● **WHAT TO DO**:
[A] Reproduce, word for word, the part of the passage on Islamic Existentialism starting at "This view simultaneously" and ending at "man. Beautiful, no?".
[B] Duplicate the records verbatim, starting at the line that contains "Objective — a point for each instance of the blue" and ending at the final line of the records.

● **PASSAGE PROVIDED**:
▬▬▬▬▬▬▬▬▬▬
I know that I previously said that there was no such thing as Islamic Humanism. I said that the Eteraz vision of "humanist Islam" was, really, an effort to combine the best of humanism with the best of Islam, especially in the arena of social justice.

So, it might at first strike some as odd that I do think there is such a thing as Islamic Existentialism. However, that term does not -- I repeat, does not -- denote that I am talking about a merging of the religion of Islam with a merging of Sartrean or Kierkegardian Existentialism. That is not what I mean at all. When I say "Islamic Existentialism" I'm talking about an altogether independent tradition that is as Muslim as it is not; as existentialist as it is not. I call it Islamic Existentialism because there is nothing else to call it. 

The fundamental premise of this tradition is this: no one asked me.

No one asked me if I wanted to be an I. No one asked me if I wanted to exist. No one asked me if I was OK with a corporeal body attached to my spirit. No one asked me for my consent in my creation. I became because I had to. I had no way of resisting. God wanted it. Be, he said, and I was.

This view simultaneously affirms the power of God to create, while providing a sheepish but ultimately powerful way of questioning God as well. Yes God, you can make everything, but you made me without bothering to consult me. That is at once both a heartfelt affirmation of how worthless man is in relation to God and a strident rebuke to a God who does -- does anything He wants -- irrespective of others. No one asked me is as much a view of God as it is a view about man. Beautiful, no?
▬▬▬▬▬▬▬▬▬▬
● **DATA LINES**:
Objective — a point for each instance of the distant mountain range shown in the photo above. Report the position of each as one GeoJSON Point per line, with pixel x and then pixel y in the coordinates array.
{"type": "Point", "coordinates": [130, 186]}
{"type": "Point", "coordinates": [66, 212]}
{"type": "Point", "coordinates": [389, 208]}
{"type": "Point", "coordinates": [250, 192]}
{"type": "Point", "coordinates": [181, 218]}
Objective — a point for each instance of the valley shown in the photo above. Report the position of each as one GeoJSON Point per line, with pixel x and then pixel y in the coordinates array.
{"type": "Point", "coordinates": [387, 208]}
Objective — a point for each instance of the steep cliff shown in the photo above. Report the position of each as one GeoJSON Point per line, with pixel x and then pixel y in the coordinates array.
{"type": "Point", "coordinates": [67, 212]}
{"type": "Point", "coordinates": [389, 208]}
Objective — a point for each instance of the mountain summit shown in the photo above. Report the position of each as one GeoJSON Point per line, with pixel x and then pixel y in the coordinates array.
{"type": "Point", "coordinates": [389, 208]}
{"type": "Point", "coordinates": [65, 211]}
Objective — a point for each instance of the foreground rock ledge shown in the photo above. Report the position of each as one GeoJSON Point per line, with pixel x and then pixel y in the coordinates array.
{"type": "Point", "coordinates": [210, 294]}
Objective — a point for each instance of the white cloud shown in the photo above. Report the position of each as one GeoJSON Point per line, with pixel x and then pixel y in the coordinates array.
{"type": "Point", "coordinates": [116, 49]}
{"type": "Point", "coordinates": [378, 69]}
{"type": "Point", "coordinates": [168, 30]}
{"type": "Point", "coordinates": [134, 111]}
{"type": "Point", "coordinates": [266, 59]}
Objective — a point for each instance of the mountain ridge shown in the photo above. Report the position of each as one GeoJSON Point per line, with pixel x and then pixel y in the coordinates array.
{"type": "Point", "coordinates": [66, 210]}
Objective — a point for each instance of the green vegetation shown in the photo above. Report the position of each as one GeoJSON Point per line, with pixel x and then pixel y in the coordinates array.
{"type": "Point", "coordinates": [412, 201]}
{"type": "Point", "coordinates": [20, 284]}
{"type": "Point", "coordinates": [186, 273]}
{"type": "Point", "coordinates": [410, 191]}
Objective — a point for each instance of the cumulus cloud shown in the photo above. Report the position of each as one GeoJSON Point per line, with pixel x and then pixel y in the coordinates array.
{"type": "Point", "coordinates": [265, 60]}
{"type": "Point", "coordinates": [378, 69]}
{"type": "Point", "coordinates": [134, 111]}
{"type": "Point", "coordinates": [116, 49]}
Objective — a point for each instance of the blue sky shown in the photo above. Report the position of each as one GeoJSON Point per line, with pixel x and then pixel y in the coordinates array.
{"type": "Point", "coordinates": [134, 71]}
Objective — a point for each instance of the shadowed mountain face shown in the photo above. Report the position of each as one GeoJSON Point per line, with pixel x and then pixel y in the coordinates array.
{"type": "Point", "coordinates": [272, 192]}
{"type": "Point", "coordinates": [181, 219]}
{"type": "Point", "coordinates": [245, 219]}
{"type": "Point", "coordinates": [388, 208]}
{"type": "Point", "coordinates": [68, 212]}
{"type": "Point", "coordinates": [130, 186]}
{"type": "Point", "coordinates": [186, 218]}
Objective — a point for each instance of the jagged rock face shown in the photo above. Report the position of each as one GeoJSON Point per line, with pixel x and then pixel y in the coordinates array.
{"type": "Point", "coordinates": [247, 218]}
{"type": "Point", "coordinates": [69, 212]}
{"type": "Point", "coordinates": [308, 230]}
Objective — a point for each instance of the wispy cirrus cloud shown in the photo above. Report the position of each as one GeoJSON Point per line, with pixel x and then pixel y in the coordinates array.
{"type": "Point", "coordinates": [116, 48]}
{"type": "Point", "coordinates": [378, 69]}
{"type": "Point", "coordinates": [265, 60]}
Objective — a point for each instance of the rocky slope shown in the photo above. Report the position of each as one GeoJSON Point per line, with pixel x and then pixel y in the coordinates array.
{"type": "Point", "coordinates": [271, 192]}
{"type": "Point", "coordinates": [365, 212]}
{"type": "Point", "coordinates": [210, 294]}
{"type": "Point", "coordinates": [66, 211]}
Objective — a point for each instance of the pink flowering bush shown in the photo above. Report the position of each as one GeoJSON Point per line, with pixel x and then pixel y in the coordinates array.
▬▬▬▬▬▬▬▬▬▬
● **IN RESPONSE**:
[A]
This view simultaneously affirms the power of God to create, while providing a sheepish but ultimately powerful way of questioning God as well. Yes God, you can make everything, but you made me without bothering to consult me. That is at once both a heartfelt affirmation of how worthless man is in relation to God and a strident rebuke to a God who does -- does anything He wants -- irrespective of others. No one asked me is as much a view of God as it is a view about man. Beautiful, no?

[B]
Objective — a point for each instance of the blue sky shown in the photo above. Report the position of each as one GeoJSON Point per line, with pixel x and then pixel y in the coordinates array.
{"type": "Point", "coordinates": [134, 71]}
Objective — a point for each instance of the shadowed mountain face shown in the photo above. Report the position of each as one GeoJSON Point per line, with pixel x and then pixel y in the coordinates array.
{"type": "Point", "coordinates": [272, 192]}
{"type": "Point", "coordinates": [181, 219]}
{"type": "Point", "coordinates": [245, 219]}
{"type": "Point", "coordinates": [388, 208]}
{"type": "Point", "coordinates": [68, 212]}
{"type": "Point", "coordinates": [130, 186]}
{"type": "Point", "coordinates": [186, 218]}
Objective — a point for each instance of the jagged rock face shown in the photo above. Report the position of each as one GeoJSON Point per line, with pixel x and then pixel y in the coordinates array.
{"type": "Point", "coordinates": [247, 218]}
{"type": "Point", "coordinates": [69, 212]}
{"type": "Point", "coordinates": [308, 230]}
Objective — a point for each instance of the wispy cirrus cloud shown in the photo above. Report the position of each as one GeoJSON Point per line, with pixel x and then pixel y in the coordinates array.
{"type": "Point", "coordinates": [116, 48]}
{"type": "Point", "coordinates": [378, 69]}
{"type": "Point", "coordinates": [265, 60]}
Objective — a point for each instance of the rocky slope shown in the photo above. Report the position of each as one GeoJSON Point per line, with pixel x and then pixel y in the coordinates array.
{"type": "Point", "coordinates": [271, 192]}
{"type": "Point", "coordinates": [365, 212]}
{"type": "Point", "coordinates": [210, 294]}
{"type": "Point", "coordinates": [66, 211]}
Objective — a point for each instance of the pink flowering bush shown in the photo above. Report the position of each as one GeoJSON Point per line, with pixel x and then pixel y in the coordinates array.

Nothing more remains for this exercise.